What the exercise asks → Your task is to copy every line of the entries that contains "fence".

Available data →
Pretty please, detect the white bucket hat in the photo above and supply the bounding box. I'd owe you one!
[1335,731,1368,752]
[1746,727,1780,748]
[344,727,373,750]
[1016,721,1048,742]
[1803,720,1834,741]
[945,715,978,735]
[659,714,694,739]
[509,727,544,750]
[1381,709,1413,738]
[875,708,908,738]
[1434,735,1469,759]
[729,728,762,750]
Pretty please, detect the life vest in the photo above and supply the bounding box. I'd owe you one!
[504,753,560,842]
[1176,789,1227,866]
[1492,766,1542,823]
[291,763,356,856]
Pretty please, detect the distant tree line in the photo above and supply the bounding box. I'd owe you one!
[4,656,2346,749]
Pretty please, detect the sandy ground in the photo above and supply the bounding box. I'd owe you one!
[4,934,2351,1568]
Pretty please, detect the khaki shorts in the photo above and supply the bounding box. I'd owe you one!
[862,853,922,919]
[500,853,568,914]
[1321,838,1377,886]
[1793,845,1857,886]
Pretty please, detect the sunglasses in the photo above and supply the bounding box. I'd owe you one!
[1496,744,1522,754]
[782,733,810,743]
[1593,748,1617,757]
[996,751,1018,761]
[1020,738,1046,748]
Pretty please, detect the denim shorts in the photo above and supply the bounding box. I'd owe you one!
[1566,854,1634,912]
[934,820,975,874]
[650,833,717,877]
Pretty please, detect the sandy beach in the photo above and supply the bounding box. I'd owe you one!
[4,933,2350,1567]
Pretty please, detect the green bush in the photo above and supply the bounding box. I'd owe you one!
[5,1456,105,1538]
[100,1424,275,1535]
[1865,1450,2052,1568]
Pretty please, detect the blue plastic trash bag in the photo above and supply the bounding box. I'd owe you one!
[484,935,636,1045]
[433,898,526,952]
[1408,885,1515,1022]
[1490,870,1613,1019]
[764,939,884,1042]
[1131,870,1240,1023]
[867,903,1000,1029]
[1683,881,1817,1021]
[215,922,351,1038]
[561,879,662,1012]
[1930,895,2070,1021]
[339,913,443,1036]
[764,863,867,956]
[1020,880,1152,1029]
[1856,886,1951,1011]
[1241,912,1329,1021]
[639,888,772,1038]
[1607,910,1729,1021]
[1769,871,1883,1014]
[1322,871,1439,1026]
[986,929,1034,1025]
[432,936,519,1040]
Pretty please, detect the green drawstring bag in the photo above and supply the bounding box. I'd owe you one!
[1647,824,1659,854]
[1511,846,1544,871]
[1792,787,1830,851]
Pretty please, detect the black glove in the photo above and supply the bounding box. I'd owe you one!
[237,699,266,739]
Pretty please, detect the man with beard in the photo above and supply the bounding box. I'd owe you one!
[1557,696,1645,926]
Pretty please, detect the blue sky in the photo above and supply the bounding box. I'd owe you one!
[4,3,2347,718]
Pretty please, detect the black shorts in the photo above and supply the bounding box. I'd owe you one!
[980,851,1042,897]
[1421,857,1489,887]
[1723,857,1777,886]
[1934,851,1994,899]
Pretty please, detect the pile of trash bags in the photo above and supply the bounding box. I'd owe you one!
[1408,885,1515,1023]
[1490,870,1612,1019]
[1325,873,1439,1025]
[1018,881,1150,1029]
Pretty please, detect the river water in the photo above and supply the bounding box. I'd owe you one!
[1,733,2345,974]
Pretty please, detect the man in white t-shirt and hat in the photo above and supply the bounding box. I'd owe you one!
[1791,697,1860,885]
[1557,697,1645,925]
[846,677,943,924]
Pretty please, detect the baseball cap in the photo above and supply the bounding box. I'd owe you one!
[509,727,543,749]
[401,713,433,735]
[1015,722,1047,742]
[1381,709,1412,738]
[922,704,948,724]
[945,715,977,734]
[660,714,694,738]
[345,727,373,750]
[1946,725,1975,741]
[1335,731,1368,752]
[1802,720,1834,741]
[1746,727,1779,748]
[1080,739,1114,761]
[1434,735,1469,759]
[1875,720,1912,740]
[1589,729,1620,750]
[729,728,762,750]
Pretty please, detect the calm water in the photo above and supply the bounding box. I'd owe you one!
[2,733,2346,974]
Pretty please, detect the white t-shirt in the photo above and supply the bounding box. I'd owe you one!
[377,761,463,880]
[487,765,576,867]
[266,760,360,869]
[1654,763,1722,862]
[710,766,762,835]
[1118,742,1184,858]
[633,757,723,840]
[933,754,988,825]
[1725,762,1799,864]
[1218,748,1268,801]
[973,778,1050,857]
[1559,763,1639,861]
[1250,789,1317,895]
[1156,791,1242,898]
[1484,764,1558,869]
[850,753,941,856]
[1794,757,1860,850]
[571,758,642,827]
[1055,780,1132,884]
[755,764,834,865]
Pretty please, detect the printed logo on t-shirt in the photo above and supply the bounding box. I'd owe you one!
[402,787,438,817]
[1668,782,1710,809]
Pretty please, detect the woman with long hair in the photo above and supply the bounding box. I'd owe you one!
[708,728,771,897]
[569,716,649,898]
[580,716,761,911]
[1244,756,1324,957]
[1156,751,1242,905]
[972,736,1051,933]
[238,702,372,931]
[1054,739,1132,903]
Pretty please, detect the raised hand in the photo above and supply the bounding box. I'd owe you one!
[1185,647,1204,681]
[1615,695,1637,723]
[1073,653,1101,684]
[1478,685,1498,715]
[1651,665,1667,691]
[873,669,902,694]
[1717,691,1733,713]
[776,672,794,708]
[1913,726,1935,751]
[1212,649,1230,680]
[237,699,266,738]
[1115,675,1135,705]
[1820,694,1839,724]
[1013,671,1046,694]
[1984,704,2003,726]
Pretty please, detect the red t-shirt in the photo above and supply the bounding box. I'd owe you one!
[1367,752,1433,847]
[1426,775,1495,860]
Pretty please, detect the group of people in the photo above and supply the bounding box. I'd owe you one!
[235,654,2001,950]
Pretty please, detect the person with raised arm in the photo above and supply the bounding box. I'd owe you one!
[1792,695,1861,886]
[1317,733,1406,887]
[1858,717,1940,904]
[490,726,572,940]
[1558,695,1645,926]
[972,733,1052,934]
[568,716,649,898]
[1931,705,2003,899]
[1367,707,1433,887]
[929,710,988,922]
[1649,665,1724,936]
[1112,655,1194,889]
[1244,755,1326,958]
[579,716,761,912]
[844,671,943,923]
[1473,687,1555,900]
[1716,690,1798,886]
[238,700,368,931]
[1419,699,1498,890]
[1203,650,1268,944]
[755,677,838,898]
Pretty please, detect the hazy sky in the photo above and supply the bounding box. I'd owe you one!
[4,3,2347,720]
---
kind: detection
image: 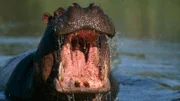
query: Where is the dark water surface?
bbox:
[0,35,180,101]
[111,37,180,101]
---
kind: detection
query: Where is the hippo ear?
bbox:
[42,13,52,24]
[54,7,65,16]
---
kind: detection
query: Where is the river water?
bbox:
[0,35,179,101]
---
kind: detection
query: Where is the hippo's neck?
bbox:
[35,25,56,62]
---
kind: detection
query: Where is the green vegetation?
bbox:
[0,0,180,42]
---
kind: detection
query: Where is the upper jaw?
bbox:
[51,4,115,38]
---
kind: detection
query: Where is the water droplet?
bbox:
[66,94,75,101]
[95,93,103,101]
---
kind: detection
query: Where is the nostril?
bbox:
[89,3,96,7]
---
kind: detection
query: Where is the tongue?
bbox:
[71,49,86,76]
[61,44,101,86]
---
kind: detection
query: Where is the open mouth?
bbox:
[55,29,110,93]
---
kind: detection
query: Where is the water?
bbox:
[111,37,180,101]
[0,91,6,100]
[0,36,180,101]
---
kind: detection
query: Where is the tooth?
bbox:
[77,38,79,49]
[84,39,86,50]
[59,62,64,81]
[98,66,103,80]
[96,37,101,61]
[69,36,72,50]
[54,78,61,89]
[104,61,108,80]
[85,41,89,62]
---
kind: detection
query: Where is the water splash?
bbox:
[95,93,103,101]
[66,94,75,101]
[105,91,112,101]
[108,32,119,69]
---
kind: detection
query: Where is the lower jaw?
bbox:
[54,78,111,93]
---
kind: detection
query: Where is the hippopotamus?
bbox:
[2,3,119,101]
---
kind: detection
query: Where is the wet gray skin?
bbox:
[51,3,115,37]
[2,3,119,101]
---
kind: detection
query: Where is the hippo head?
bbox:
[34,3,115,95]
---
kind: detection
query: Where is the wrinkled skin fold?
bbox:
[4,3,119,101]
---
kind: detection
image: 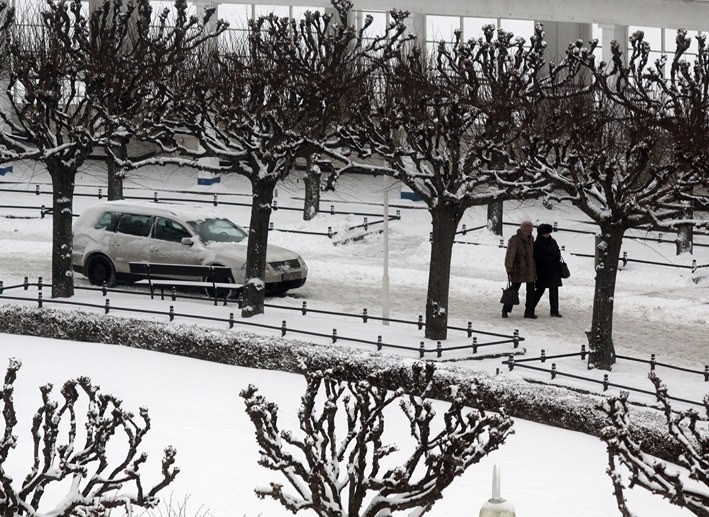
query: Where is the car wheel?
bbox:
[87,255,117,287]
[203,271,236,300]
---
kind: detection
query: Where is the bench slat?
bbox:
[135,279,242,289]
[129,262,232,280]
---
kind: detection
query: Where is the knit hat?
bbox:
[537,223,553,235]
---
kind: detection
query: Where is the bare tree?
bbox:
[0,358,179,515]
[141,0,408,317]
[600,375,709,517]
[0,0,221,297]
[240,362,513,516]
[88,0,226,201]
[325,24,560,339]
[531,35,709,369]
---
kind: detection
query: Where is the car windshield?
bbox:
[187,218,248,244]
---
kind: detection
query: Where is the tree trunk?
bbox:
[486,200,503,236]
[587,225,625,370]
[676,200,693,255]
[241,178,276,318]
[106,141,126,200]
[424,204,460,340]
[302,154,321,221]
[486,151,505,236]
[49,169,76,298]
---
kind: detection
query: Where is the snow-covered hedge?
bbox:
[0,304,678,463]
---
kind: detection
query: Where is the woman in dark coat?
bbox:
[533,223,563,317]
[502,221,537,318]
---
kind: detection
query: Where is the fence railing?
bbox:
[502,346,708,407]
[0,278,524,359]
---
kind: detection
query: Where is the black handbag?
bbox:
[559,257,571,279]
[500,281,520,305]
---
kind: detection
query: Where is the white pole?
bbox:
[382,175,390,325]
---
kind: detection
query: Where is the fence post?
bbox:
[650,354,656,371]
[0,280,3,294]
[603,374,609,391]
[507,354,515,371]
[551,363,557,379]
[37,291,42,308]
[104,299,110,314]
[301,301,307,315]
[98,187,103,199]
[417,315,423,330]
[362,308,368,323]
[580,344,587,360]
[281,321,287,337]
[472,337,478,354]
[540,350,546,363]
[213,194,218,206]
[169,306,174,321]
[437,341,442,358]
[419,341,425,358]
[512,329,519,349]
[467,321,473,338]
[229,313,235,329]
[23,276,28,290]
[377,336,383,351]
[332,329,338,343]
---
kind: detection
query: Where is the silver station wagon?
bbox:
[72,201,308,294]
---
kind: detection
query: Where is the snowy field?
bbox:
[0,162,708,515]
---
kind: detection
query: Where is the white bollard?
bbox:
[479,465,516,517]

Solution below →
query: Where is the fence railing?
query: Where is the fence post?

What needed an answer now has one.